Problem to work on: Below are several records. Retype exactly those lines running from the one with "Query: forearm" through the one with "Query: white daisy", end lines included, and no others.

Collected data:
*** Begin section ***
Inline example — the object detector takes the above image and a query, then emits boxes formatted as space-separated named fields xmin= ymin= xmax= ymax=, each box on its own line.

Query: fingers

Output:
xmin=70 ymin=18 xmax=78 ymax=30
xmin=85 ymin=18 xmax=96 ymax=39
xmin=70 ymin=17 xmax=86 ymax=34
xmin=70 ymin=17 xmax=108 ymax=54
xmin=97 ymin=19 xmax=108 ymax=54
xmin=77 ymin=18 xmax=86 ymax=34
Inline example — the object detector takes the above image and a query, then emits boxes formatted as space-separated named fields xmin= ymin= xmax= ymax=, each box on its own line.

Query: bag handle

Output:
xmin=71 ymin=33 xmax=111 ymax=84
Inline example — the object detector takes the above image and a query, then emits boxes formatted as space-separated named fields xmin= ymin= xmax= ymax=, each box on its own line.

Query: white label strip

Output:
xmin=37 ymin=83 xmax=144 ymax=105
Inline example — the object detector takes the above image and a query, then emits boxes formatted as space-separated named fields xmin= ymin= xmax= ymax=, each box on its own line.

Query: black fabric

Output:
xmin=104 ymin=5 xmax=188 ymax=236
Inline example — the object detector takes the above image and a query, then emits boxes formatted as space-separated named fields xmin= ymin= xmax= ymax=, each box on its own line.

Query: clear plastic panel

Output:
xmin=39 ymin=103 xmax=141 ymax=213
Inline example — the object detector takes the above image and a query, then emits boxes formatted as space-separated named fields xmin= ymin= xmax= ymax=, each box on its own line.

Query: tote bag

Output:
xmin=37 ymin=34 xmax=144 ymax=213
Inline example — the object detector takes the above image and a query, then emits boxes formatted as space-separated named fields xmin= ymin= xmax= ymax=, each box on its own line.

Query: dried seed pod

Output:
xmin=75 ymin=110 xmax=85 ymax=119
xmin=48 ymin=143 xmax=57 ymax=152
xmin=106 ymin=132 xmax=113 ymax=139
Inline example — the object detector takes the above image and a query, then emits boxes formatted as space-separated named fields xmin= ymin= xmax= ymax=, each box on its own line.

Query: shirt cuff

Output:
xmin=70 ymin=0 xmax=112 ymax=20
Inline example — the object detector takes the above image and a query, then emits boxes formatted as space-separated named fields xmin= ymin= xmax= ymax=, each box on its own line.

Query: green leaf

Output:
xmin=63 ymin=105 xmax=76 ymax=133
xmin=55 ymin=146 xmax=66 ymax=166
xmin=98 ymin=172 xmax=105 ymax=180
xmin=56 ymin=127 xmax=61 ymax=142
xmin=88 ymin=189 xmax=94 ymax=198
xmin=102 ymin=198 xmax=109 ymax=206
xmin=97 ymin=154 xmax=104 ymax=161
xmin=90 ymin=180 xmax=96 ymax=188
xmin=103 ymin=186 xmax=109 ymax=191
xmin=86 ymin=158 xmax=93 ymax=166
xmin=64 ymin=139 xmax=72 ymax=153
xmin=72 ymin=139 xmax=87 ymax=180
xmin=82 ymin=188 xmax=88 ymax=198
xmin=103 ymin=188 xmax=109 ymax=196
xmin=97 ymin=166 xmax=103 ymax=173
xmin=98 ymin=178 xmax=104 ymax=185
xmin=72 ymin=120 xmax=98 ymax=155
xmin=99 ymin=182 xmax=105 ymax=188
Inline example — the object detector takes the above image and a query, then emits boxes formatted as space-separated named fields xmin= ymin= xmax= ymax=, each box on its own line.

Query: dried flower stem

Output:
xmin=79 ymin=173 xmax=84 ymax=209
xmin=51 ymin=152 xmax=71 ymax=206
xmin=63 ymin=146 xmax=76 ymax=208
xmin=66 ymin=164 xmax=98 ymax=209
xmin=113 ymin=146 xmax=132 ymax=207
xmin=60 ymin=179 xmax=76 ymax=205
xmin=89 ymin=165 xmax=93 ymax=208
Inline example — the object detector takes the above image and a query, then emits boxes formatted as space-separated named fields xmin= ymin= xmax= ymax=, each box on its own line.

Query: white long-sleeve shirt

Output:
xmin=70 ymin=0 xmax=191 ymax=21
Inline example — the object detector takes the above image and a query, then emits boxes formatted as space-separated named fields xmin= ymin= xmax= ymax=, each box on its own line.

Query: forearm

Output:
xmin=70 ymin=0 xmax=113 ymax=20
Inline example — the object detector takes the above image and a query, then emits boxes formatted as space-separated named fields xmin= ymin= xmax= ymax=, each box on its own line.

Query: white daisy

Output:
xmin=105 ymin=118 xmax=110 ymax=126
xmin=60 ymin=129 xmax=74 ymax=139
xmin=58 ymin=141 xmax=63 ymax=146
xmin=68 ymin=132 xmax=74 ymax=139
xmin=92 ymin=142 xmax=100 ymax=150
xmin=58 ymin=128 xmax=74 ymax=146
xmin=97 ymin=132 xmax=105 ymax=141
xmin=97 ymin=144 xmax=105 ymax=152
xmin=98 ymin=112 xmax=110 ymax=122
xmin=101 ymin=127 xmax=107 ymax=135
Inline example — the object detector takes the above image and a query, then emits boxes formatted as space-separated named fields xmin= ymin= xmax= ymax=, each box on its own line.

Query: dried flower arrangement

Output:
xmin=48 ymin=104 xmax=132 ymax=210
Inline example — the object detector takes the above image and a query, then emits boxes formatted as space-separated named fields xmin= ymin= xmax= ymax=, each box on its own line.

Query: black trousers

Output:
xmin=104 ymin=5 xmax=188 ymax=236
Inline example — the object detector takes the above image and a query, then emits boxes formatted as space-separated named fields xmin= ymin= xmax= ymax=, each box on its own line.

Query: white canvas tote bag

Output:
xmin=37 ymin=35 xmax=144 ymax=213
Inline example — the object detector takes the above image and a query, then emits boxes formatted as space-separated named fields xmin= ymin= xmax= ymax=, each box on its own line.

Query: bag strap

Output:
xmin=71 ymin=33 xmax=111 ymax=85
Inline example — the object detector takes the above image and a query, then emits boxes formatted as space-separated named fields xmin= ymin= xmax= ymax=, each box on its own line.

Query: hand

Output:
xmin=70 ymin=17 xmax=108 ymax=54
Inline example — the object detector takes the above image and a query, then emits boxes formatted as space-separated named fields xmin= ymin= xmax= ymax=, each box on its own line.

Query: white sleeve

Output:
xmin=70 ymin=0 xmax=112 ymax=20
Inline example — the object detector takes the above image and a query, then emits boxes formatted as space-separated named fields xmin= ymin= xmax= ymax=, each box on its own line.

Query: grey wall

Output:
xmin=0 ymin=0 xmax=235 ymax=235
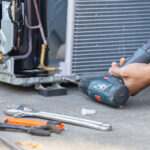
*** End section ***
Answer:
Query: forearm

Output:
xmin=70 ymin=0 xmax=113 ymax=20
Inline example — the object detector takes the above image and a query, then emits boxes formatted as space-separated named fields xmin= ymin= xmax= ymax=, each box on its own line.

Query: white daisy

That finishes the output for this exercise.